## Problem to work on
All of the records below need to be returned exactly.

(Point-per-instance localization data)
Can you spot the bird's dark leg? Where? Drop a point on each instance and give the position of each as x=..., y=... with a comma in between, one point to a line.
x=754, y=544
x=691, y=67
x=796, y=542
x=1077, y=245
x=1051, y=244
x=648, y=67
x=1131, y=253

## Completed exercise
Can you spot the bird's dark leg? Where? Drop a point on each instance and give the position of each as x=..., y=... with a comma in between, one point to a line.
x=754, y=544
x=691, y=67
x=796, y=542
x=1077, y=245
x=1051, y=244
x=648, y=67
x=1131, y=253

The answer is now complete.